# Texte à lire
————
Les violations des droits fonciers peuvent être déclarées de différentes façons.
Photo: Kenya Land Alliance

Regardons de plus près ...

Haki Ardhi – l’outil dont disposent femmes pour déclarer les violations de droits fonciers

Par Frederike Klümper et David Betge

Les femmes s’occupent souvent des besoins alimentaires et nutritionnels de leur famille et gèrent les ressources du ménage, mais elles représentent moins de 20 pour cent des propriétaires fonciers à l’échelle planétaire. Dans certains pays d’Asie et d’Afrique, ce pourcentage est encore moindre.

Malgré les législations nationales favorables adoptées ces dernières années pour protéger les droits fonciers des femmes, ces droits sont souvent bafoués en raison de normes patriarcales profondément ancrées et du fait que les femmes, les hommes et ceux qui détiennent le pouvoir n’ont pas connaissance de ces droits. En outre, bien souvent, les régimes coutumiers de gouvernance foncière ne permettent pas aux femmes d’hériter de terres, ce qui complique l’accès à la justice et la résolution des litiges fonciers.

La genèse de la déclaration des violations des droits fonciers des femmes au Kenya

Cette inégalité est également évidente au Kenya, où plus de 70 pour cent des femmes n’ont pas de titres de propriété. Elles sont ainsi exposées au risque d’être déplacées en cas de divorce ou de décès de leur mari. Les veuves et les femmes célibataires, notamment, ont des difficultés à revendiquer les terres du défunt et il n’est pas rare qu’elles soient injustement exclues de la garantie offerte par le droit foncier. Cette négation met en danger la survie des femmes mais elle viole également les droits fondamentaux de la personne, y compris le droit d’accès à la justice, à la réparation, à l’indemnisation et à la participation.

En réponse au besoin urgent de relever les défis climatiques, de réduire ou de compenser les émissions de carbone, le Kenya est (devient) une zone d’attraction d’investissements externes et d’initiatives mondiales pour les marchés du carbone. Cette situation donne lieu à des projets gourmands en espace foncier qui risquent de ne pas tenir compte des droits des communautés rurales, notamment des droits des populations autochtones et des femmes.

Pour réduire ces risques, il faut impérativement que les communautés et les individus puissent surveiller et déclarer les violations des droits fonciers et s’assurer que les porteurs et les responsables des projets respectent et protègent ces droits. C’est en réponse aux menaces croissantes qui pèsent sur les droits fonciers qu’est née l’idée de l’outil Haki Ardhi (en swahili : justice foncière). Haki Ardhi n’est pas seulement un outil transformatif pour les femmes ; il leur offre également une plateforme communautaire sur laquelle elles peuvent déclarer des conflits fonciers et recevoir un soutien. En abordant la question des conflits fonciers et en défendant les droits fonciers des femmes, il cherche à apporter des changements au profit de l’ensemble de la communauté.
————
# Données enregistrées
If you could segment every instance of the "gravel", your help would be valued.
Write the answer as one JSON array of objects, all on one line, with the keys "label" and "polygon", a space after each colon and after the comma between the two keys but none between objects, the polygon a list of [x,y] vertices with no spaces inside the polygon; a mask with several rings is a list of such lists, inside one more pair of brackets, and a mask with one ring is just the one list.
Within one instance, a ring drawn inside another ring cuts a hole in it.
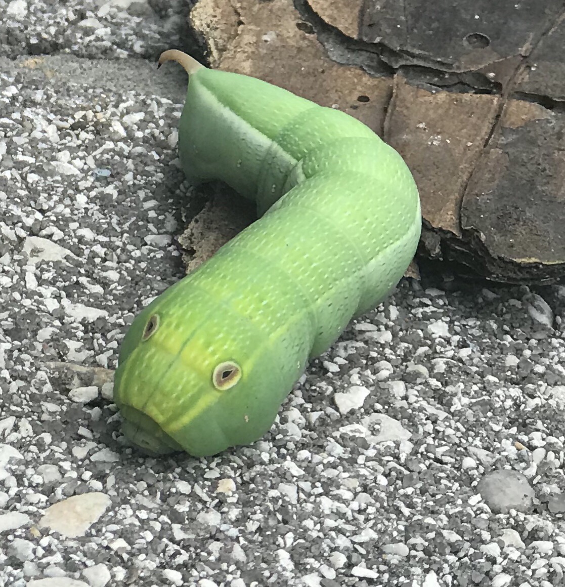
————
# Consigne
Dans le texte sur l'outil Haki Ardhi, reformulez sous forme de liste, s'il vous plaît, le paragraphe qui commence par « Cette inégalité est également évidente au Kenya », en gardant ses faits principaux. Ce matériel n'est pas nécessaire.

# Réponse
- Au Kenya, plus de 70 % des femmes n'ont pas de titres de propriété.
- Elles risquent d'être déplacées en cas de divorce ou de décès de leur mari.
- Les veuves et les femmes célibataires ont du mal à revendiquer les terres du défunt et sont souvent exclues injustement de la garantie offerte par le droit foncier.
- Cette négation met en danger leur survie et viole des droits fondamentaux : accès à la justice, réparation, indemnisation et participation.